--- start SUPPLIED MATERIAL ---
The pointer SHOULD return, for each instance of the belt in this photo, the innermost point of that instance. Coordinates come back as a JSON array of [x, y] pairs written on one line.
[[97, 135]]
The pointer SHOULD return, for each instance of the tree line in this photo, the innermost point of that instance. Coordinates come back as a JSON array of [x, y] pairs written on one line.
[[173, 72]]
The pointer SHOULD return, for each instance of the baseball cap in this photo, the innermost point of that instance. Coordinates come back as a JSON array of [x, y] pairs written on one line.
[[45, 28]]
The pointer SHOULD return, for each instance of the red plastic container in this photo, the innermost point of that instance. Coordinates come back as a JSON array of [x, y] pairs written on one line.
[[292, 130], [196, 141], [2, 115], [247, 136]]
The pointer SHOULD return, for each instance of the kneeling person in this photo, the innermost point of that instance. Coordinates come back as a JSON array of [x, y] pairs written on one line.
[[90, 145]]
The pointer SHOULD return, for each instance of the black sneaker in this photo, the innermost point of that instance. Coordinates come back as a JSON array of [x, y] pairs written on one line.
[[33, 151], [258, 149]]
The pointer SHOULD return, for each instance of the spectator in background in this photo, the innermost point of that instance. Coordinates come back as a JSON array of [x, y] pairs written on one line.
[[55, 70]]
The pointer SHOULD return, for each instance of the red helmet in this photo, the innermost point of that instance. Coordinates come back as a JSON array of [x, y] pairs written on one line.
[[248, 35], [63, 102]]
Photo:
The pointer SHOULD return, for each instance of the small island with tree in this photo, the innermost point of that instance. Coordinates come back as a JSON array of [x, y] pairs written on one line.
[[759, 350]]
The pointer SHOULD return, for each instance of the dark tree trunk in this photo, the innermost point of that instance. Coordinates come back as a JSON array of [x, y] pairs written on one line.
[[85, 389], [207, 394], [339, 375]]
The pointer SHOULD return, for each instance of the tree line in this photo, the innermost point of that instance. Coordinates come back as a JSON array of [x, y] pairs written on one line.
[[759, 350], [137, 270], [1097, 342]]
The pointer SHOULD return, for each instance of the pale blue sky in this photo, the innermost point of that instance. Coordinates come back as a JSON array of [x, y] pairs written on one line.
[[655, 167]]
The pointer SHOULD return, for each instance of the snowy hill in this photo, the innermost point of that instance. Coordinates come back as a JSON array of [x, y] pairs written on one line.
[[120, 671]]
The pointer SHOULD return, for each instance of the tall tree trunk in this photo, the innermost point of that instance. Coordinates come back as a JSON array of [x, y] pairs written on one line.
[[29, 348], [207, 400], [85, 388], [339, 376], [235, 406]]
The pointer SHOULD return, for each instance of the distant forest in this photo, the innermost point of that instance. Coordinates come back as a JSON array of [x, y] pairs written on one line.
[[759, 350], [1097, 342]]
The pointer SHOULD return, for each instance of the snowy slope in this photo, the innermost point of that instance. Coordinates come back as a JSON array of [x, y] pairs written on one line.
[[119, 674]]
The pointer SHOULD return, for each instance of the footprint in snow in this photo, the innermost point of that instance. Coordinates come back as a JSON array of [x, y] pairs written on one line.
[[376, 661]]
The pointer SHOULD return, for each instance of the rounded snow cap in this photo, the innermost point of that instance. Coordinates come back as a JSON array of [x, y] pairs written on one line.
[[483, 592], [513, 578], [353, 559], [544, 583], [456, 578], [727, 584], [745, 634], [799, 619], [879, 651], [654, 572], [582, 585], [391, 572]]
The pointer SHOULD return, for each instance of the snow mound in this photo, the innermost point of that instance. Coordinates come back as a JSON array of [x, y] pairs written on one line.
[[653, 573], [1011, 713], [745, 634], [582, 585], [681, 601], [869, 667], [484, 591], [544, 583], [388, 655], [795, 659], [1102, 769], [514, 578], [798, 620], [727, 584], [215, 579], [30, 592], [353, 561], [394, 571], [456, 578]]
--- end SUPPLIED MATERIAL ---
§ EXERCISE GOAL: Copy out all of the material above, swapping "innermost point" for "central point" wherever it occurs and leaving every other word unchanged.

§ TASK SOLUTION:
The pointer SHOULD return, for each instance of the belt in this photo, the central point of that instance. Coordinates come back as a JSON array of [x, y] pairs written on one line.
[[97, 135]]
The pointer SHOULD return, for each instance of the tree line in this photo, the central point of that instance. Coordinates come back as a JSON array of [x, y] pairs written on one line.
[[173, 72]]
The pointer SHOULD return, for each instance of the baseball cap in this photo, the central point of that instance. Coordinates come back as a JSON array of [x, y] pairs written on one line.
[[45, 28]]
The pointer SHOULD return, for each instance of the red plastic container in this photo, the central point of that instance. Coordinates come back as a JSON array of [x, y] pairs written on one line.
[[292, 130], [196, 141], [2, 115], [247, 136]]
The pointer SHOULD return, for each instance of the kneeling person in this photo, the central point of that instance. Coordinates come back as a JSON array of [x, y] pairs written on one line.
[[90, 145]]
The pointer SHOULD return, for each instance of the black sneaker in this photo, the central point of that instance. Coordinates come back as a JSON array of [x, y] pairs written on one line.
[[33, 151], [258, 149]]
The pointer SHOULD return, for each instance of the spectator in background in this photo, the central point of that instance. Coordinates come back as a JSON array of [x, y] pairs written on one line.
[[55, 70]]
The pointer SHOULD return, for each instance of the red helmet in this photo, the central point of that instance. Coordinates come back as a JSON array of [x, y] pairs written on one line.
[[248, 35], [63, 102]]
Photo:
The pointer SHOULD return, for each instance of the small island with tree in this photo, the central point of that instance. Coordinates come back as a JSON array of [x, y] pairs written on one line.
[[759, 350]]
The pointer SHOULD return, for each instance of the dark tree trunk in this photo, the central point of that instance. Coordinates come back as a JSON array of [x, y] pairs written on one line.
[[85, 389], [207, 394], [339, 375]]
The pointer SHOULD return, for each instance of the tree line in this photo, the central point of that instance. Coordinates come back as a JSON array of [x, y] pairs written on one line.
[[759, 350], [137, 270], [1097, 342]]
The pointer SHOULD return, for each instance of the pale blue sky in this photo, the central point of that instance. Coordinates come back as a JSON array of [x, y] pairs written on one line.
[[655, 167]]
The pointer SHOULD return, for each instance of the snowy hill in this photo, the central point of that instance. Coordinates come back as a JSON array of [x, y] pairs written on one line.
[[120, 671]]
The pointer SHOULD return, for each instance of the tall tree trunk in this photo, the central point of that instance. Coordinates come back as a JSON array of [x, y] pairs written on one line.
[[29, 348], [207, 400], [85, 388], [339, 376], [235, 406]]
The pointer SHOULD return, for each instance of the distant forest in this photo, the central point of that instance. Coordinates come back as a JSON array of [x, y] pairs written on one line.
[[759, 350], [1097, 342]]
The pointer SHOULD return, for each instance of the snowy slope in this photo, the central point of that instance. Coordinates come back as a JSON array of [x, y] pairs written on one line.
[[119, 674]]
The pointer SHOULD return, for each instance of the footprint in snow in this photo, the central point of that instance. Coordinates come back as a JSON array of [x, y] pairs written on one line.
[[376, 661]]
The pointer SHOULD return, for each instance of the rounded snow cap in this photo, the central point of that instance. Coordinates come back as a JSON array of [x, y] pairs written on one line.
[[483, 592], [513, 578], [353, 559], [544, 583], [456, 578], [727, 584], [745, 634], [799, 619], [879, 651], [654, 572], [582, 585], [391, 572]]
The pointer SHOULD return, for each instance of the snow mound in this photo, the central point of that instance. Coordinates come back as a JSON array of [x, y] pairs written on one line.
[[653, 573], [1011, 713], [745, 634], [582, 585], [681, 601], [869, 667], [484, 591], [544, 583], [388, 655], [795, 659], [1102, 769], [514, 578], [798, 620], [727, 584], [215, 579], [30, 592], [353, 561], [394, 571], [456, 578]]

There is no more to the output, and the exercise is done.